**Set problem**
List every line in the listing below that contains the string "tiled". Case counts.

[Records from a collection]
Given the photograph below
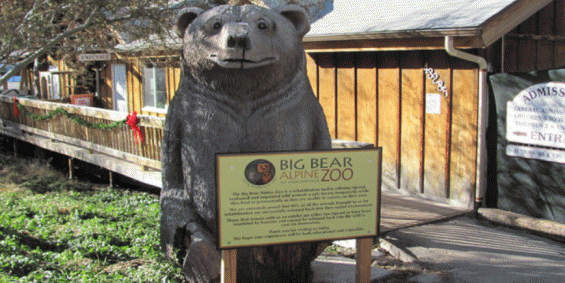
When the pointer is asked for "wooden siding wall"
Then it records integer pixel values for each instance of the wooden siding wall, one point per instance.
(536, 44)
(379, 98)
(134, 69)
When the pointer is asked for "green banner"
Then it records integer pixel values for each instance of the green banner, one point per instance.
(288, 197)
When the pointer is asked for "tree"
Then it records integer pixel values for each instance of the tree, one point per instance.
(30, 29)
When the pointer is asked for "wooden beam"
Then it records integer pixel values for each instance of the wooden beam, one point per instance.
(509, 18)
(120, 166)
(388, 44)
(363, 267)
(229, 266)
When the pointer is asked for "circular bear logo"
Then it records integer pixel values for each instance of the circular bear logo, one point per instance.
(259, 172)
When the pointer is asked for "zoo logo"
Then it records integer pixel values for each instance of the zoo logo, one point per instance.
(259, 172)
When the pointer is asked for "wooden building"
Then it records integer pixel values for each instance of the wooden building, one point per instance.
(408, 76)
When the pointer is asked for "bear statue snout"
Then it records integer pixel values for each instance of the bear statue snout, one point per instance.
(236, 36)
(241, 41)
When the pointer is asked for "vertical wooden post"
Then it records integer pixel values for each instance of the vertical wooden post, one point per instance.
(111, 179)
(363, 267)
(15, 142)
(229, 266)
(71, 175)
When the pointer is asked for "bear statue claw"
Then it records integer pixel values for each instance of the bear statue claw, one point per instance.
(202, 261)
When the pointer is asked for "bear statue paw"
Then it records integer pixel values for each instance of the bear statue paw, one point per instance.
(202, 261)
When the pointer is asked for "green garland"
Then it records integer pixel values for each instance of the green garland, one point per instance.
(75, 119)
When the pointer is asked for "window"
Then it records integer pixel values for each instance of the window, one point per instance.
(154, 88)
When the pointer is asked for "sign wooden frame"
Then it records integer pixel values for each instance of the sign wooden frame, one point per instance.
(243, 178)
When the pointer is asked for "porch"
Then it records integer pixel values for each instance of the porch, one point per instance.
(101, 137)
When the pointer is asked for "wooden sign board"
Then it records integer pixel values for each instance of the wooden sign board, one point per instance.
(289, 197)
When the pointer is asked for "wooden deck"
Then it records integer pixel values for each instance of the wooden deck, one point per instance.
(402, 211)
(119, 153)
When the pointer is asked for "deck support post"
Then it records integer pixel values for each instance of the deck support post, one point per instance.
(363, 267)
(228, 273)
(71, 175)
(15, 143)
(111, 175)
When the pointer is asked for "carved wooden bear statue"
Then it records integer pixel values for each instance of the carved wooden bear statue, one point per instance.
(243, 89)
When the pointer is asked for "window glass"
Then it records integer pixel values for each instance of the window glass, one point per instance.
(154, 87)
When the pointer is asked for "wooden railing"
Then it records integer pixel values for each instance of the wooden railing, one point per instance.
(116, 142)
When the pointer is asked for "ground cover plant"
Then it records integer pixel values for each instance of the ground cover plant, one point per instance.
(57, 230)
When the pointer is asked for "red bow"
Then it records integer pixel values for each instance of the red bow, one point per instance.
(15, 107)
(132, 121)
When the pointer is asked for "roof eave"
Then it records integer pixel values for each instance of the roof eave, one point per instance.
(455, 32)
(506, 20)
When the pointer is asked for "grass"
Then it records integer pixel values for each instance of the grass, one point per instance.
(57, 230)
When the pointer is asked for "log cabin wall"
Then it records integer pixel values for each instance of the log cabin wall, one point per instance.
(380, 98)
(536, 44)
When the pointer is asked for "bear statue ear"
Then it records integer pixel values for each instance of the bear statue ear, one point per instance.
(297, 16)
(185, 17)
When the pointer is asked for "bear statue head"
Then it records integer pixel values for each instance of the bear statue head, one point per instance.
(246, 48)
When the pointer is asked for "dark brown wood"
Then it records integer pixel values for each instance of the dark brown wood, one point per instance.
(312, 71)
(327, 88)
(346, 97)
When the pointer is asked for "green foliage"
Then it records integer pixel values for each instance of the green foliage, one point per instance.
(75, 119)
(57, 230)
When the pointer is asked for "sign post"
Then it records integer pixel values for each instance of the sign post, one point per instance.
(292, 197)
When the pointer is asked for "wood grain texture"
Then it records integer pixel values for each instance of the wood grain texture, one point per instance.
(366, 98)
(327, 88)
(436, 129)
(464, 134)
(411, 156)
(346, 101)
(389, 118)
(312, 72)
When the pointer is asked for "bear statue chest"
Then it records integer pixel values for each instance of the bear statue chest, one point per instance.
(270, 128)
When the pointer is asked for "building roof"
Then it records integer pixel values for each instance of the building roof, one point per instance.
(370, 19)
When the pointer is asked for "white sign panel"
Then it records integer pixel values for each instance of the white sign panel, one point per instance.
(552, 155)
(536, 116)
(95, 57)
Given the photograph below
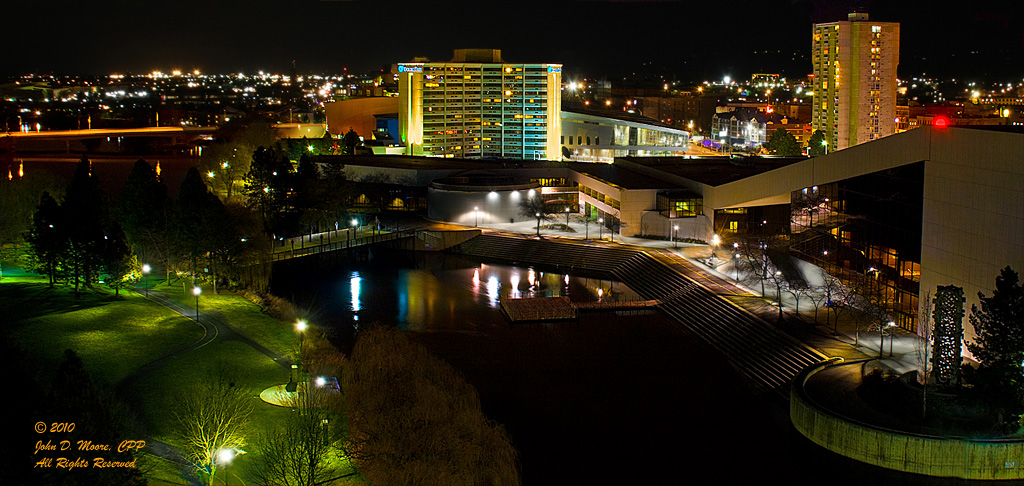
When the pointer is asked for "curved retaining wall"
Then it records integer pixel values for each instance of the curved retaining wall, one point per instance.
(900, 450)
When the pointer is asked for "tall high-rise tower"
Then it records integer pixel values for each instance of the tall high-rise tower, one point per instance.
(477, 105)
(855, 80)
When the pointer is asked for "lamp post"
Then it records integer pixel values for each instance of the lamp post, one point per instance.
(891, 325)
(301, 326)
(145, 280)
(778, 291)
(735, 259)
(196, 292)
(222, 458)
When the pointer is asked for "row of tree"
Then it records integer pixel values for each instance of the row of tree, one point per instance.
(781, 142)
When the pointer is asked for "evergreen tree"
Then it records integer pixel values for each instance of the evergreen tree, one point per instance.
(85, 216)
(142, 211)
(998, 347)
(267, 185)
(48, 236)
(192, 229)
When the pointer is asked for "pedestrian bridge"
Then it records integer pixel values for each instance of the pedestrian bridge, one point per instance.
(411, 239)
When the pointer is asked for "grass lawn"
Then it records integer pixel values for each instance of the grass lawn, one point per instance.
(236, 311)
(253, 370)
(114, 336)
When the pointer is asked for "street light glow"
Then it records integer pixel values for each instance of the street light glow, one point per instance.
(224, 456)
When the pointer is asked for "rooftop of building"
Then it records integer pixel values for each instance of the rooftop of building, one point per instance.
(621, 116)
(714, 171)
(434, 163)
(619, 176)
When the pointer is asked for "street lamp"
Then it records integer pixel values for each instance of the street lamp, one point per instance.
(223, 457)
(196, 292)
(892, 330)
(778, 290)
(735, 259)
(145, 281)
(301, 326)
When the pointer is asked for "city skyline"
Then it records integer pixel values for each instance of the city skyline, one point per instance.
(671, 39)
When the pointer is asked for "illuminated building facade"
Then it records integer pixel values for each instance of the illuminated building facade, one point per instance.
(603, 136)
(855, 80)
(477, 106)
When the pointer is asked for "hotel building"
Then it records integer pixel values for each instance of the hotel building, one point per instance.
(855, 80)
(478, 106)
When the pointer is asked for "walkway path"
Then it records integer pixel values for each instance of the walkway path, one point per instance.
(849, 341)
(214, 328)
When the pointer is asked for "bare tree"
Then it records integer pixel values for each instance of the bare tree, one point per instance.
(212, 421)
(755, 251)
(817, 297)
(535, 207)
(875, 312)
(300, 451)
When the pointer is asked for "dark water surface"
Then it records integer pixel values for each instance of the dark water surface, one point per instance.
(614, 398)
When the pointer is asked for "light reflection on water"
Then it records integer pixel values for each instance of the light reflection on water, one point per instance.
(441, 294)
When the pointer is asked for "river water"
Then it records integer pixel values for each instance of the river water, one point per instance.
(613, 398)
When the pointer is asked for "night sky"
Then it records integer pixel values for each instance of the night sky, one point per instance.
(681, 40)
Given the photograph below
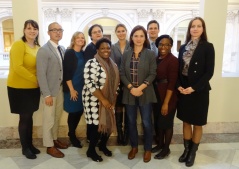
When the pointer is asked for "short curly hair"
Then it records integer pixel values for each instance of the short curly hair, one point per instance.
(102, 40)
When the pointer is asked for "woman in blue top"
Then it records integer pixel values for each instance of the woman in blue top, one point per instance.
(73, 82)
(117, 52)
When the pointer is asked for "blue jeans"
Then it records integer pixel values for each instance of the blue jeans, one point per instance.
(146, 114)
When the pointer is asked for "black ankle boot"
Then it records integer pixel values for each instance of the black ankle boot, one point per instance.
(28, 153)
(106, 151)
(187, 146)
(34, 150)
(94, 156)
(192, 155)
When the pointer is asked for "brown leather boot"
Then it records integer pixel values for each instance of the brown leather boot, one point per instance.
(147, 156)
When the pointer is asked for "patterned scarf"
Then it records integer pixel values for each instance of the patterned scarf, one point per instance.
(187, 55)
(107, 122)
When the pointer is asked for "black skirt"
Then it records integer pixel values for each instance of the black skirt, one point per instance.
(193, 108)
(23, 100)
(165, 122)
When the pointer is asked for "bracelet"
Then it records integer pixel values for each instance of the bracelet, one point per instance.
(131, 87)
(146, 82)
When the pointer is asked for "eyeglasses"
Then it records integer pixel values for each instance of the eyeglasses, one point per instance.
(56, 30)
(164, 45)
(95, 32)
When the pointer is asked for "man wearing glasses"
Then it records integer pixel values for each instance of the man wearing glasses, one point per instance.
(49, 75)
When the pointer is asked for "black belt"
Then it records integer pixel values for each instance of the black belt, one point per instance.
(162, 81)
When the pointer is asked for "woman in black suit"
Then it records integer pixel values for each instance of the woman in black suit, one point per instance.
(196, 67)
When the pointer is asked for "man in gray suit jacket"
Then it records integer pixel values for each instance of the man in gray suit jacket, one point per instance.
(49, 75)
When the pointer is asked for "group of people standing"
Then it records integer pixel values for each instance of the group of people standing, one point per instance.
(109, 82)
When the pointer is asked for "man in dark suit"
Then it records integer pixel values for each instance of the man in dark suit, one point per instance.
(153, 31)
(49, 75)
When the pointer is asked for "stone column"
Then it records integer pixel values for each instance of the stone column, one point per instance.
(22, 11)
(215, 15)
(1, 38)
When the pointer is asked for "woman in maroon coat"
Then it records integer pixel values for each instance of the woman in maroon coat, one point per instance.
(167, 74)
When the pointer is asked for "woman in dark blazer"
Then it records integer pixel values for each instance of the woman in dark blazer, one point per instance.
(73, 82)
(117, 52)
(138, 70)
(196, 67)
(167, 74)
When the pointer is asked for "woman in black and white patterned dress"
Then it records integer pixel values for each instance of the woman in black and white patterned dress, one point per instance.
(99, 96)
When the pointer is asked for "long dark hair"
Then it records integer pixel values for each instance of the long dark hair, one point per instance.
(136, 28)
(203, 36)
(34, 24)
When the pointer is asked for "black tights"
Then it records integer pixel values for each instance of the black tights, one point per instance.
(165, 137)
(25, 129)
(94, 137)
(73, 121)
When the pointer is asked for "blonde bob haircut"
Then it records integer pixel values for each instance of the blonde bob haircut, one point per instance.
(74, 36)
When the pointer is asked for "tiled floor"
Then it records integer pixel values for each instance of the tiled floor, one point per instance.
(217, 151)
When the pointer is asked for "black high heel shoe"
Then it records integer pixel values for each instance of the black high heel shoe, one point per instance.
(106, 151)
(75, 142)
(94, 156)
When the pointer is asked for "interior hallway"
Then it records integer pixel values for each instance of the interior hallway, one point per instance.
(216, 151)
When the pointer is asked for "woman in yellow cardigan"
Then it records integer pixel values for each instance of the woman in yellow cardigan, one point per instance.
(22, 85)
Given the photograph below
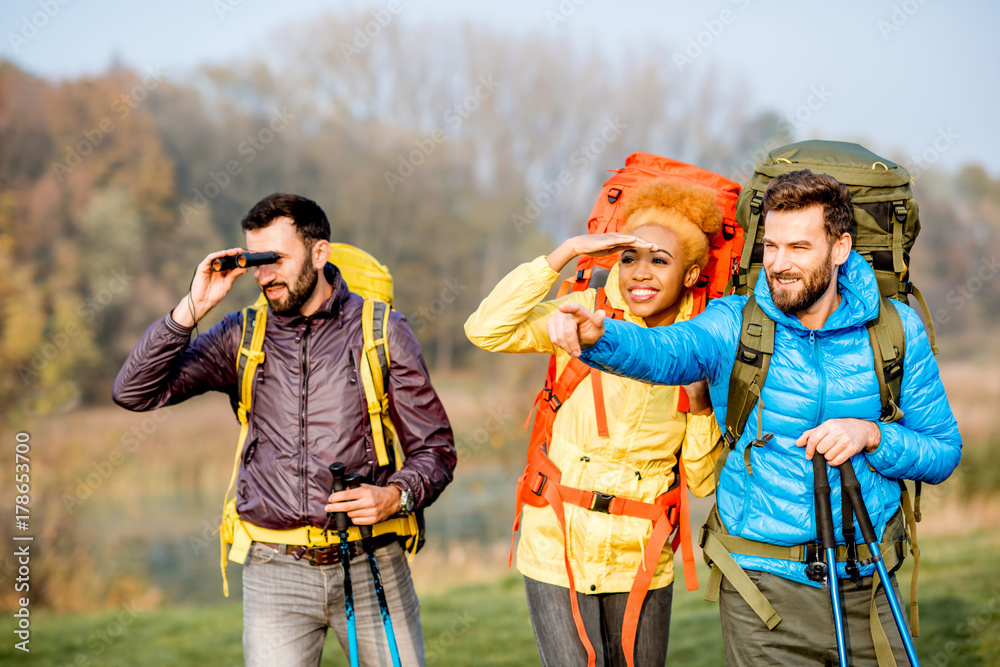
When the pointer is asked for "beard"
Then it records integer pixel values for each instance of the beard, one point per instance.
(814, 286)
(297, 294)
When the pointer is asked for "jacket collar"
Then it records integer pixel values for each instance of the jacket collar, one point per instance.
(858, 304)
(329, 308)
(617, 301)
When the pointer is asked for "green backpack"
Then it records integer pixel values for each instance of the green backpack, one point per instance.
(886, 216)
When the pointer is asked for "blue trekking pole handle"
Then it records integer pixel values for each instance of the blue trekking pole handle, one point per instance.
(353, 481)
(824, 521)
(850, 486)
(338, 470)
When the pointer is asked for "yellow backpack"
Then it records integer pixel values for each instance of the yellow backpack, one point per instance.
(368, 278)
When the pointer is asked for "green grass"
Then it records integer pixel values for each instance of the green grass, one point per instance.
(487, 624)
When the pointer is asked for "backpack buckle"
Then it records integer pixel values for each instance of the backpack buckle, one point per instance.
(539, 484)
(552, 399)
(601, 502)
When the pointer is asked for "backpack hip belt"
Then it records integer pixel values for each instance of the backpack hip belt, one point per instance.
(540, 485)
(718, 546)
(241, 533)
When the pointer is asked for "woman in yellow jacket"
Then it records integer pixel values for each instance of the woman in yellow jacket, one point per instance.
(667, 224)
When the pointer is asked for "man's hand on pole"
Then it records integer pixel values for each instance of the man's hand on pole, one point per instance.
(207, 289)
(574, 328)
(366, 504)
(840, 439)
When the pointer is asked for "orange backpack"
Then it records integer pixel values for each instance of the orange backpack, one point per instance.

**Task answer**
When the pointer is asked for "tiled floor"
Then it records integer pixel values for each instance of the tiled floor, one point per instance.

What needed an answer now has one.